Text excerpt
Like many entrepreneurs, Bruce Powell struggled with whether to offer employees equity in his company. Prior to co-founding Toronto-based recruitment firm IQ Partners Inc. (No. 166 on this year’s PROFIT 200) in 2001, he had worked for companies at which staff ownership was offered, but never fully delivered. He’d listened as fellow business owners urged him to cling tight to his equity. He’d heard horror stories of intra-company spats that erupted when employee owners disagreed with their bosses.
But the way Powell saw it, employee share ownership plans (ESOPs) failed only when they were poorly planned and managed. So, he built what he believed would be a dysfunction-free program, open to all revenue-driving employees who meet specific performance benchmarks and giving them equal say in company matters. Powell implemented his ESOP on IQ Partners’ first day in business 10 years ago. Since then, it has been a “key driver” of the firm’s growth—which topped 255% over the past five years.

Supplied information
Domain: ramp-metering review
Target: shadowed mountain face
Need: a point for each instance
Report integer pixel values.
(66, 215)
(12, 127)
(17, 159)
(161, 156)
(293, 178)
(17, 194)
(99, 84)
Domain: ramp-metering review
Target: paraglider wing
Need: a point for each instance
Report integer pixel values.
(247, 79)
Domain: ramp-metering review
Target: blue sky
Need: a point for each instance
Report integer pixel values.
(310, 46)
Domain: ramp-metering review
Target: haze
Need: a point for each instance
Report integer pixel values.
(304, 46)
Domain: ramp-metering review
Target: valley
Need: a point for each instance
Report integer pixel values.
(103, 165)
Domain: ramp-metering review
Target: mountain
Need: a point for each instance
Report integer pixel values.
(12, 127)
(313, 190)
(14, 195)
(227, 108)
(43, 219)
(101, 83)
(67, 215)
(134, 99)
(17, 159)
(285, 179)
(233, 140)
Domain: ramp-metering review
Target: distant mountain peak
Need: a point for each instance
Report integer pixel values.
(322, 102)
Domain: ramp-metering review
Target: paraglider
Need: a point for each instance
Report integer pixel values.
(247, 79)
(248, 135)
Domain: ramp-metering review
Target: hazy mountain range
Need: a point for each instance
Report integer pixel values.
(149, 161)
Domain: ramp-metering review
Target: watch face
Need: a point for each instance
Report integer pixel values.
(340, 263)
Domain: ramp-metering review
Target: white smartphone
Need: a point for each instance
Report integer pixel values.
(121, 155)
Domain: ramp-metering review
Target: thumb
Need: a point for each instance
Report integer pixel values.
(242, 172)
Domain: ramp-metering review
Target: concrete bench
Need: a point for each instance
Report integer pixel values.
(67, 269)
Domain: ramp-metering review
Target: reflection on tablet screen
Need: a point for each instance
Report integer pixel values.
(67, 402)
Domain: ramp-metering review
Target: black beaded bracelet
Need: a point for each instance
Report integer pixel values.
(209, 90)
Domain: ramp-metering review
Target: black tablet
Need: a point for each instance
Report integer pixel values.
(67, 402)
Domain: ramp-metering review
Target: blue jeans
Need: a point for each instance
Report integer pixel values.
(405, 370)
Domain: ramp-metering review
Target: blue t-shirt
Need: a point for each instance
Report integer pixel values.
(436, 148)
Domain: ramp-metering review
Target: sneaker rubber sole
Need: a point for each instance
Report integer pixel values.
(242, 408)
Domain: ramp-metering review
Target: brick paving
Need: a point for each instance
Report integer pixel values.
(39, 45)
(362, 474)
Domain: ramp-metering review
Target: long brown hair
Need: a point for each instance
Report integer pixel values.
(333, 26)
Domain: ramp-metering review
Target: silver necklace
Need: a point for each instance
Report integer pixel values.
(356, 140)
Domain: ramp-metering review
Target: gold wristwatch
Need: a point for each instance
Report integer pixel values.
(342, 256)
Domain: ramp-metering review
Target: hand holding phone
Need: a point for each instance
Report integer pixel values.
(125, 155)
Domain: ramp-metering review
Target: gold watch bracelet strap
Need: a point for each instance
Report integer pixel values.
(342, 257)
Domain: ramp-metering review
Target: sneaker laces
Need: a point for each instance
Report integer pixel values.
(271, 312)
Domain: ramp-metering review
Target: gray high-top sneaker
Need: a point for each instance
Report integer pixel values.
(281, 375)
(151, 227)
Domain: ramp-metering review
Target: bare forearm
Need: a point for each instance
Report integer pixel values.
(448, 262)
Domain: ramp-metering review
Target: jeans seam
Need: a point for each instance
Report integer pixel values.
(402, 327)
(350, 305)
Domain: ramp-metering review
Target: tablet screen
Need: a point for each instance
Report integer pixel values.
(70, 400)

Work to do
Write out the employee share ownership text above word for word, everything from "Like many entrepreneurs, Bruce" down to "with their bosses.".

Result of the exercise
Like many entrepreneurs, Bruce Powell struggled with whether to offer employees equity in his company. Prior to co-founding Toronto-based recruitment firm IQ Partners Inc. (No. 166 on this year’s PROFIT 200) in 2001, he had worked for companies at which staff ownership was offered, but never fully delivered. He’d listened as fellow business owners urged him to cling tight to his equity. He’d heard horror stories of intra-company spats that erupted when employee owners disagreed with their bosses.